### Поставленная задача
Приведите каждую строку записей, в которой встречается слово «mirror».

### Записи с разметкой координат
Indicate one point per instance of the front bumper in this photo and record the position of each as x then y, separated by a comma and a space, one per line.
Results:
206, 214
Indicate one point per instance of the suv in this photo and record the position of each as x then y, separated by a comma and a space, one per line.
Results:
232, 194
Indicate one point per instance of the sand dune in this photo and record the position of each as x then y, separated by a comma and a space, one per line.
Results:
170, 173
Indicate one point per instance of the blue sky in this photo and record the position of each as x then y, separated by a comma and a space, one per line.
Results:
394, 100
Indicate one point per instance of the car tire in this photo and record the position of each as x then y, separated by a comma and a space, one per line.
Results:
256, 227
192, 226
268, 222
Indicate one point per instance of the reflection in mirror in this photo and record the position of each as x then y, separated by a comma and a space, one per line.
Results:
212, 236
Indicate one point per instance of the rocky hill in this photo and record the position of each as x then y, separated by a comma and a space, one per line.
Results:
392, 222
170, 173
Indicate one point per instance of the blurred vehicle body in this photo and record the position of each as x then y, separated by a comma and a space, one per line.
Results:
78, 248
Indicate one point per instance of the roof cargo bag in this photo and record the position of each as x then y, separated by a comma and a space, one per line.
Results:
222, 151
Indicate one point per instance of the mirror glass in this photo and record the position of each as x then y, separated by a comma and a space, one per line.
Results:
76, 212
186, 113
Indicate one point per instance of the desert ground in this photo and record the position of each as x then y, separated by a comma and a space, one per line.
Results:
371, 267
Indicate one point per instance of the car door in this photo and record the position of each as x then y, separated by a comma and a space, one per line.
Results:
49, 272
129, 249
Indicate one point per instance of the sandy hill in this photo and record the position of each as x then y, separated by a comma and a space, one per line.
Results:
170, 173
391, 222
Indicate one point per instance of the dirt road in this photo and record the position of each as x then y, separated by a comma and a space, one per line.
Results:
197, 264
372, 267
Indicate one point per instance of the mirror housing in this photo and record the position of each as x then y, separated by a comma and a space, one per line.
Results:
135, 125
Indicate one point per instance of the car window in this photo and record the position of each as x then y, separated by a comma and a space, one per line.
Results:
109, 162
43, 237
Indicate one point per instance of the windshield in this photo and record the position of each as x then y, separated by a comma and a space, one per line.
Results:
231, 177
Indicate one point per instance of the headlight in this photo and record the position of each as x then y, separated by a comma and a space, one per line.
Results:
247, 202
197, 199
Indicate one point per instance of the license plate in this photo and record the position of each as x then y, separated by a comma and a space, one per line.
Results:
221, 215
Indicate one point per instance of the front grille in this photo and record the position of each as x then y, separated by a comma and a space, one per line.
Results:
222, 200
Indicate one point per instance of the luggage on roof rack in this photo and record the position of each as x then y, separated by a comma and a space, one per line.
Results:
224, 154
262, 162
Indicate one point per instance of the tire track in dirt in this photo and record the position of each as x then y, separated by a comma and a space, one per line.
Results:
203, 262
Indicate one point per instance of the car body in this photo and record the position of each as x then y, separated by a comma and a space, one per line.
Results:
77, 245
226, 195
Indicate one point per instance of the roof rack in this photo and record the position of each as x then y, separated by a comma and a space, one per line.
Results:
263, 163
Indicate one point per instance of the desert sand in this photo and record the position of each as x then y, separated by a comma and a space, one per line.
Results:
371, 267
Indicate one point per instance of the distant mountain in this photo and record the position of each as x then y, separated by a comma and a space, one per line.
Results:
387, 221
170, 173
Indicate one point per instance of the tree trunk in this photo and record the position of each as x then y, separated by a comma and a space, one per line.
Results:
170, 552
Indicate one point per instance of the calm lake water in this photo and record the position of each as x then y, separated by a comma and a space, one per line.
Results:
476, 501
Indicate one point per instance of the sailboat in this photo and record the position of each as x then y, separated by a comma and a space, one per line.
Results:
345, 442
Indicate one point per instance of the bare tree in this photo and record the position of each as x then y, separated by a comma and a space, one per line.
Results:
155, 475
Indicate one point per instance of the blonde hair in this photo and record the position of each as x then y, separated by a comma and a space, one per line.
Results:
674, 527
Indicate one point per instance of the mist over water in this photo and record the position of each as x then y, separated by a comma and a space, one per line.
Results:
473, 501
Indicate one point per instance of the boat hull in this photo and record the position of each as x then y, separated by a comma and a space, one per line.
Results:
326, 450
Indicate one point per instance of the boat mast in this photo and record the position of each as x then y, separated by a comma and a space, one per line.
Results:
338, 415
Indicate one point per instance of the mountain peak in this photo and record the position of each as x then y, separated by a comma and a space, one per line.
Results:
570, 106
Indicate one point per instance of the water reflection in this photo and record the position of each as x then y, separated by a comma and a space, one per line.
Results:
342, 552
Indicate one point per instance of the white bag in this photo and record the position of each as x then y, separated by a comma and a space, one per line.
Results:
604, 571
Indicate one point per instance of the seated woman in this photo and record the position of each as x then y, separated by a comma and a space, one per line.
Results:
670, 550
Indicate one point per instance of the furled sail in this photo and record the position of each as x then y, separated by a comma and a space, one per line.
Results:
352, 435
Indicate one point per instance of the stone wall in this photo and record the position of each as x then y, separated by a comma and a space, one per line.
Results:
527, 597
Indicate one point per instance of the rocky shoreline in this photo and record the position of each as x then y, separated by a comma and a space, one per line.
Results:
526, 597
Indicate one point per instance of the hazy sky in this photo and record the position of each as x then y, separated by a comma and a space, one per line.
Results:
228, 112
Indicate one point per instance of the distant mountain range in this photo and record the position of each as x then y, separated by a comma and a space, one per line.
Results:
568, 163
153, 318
...
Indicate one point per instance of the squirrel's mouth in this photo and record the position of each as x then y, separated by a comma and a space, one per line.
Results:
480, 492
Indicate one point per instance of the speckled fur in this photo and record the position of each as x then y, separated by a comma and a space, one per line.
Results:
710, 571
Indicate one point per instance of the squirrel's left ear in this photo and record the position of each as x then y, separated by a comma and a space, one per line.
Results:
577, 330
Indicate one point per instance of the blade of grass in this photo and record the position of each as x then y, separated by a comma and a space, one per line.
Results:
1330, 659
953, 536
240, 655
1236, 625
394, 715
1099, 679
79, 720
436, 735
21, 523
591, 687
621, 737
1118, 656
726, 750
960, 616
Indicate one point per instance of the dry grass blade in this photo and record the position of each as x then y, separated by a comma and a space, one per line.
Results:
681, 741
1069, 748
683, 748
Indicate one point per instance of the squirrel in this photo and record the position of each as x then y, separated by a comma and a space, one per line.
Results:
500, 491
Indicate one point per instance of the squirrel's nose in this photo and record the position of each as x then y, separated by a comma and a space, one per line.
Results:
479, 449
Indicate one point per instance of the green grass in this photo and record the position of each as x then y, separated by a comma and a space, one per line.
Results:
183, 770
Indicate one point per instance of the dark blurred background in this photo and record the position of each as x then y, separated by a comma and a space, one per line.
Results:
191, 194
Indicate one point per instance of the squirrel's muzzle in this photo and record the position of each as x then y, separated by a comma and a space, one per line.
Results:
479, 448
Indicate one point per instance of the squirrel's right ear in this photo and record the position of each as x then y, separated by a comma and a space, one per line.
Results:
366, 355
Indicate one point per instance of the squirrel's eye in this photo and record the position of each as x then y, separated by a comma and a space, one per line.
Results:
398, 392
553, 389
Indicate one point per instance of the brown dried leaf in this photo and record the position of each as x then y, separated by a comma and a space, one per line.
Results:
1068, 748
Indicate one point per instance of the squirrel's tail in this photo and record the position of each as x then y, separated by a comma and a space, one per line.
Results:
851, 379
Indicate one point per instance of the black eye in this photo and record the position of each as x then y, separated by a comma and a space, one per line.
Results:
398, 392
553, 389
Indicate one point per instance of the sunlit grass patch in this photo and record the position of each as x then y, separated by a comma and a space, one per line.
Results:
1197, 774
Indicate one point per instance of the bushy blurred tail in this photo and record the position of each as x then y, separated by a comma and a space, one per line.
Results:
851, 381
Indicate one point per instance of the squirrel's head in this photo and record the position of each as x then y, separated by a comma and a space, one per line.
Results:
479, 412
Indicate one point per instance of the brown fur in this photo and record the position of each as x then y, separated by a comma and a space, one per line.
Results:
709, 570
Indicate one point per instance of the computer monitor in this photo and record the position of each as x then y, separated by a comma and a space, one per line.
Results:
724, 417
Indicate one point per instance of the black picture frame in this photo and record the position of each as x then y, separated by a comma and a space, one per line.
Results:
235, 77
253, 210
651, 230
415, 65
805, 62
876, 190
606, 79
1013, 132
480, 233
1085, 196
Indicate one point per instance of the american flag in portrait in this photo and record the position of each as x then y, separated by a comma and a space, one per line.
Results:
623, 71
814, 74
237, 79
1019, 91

### Полный ответ
Indicate one point per instance of the reflection in mirror in this photo and record the position of each as x then y, separated by a comma and a space, one per line.
Indicate one point per instance of the mirror glass in this photo and record the position of each as x then y, separated by a comma and a space, one per line.
Indicate one point per instance of the mirror housing in this photo and record the position of each as x then y, separated by a comma and a space, one per line.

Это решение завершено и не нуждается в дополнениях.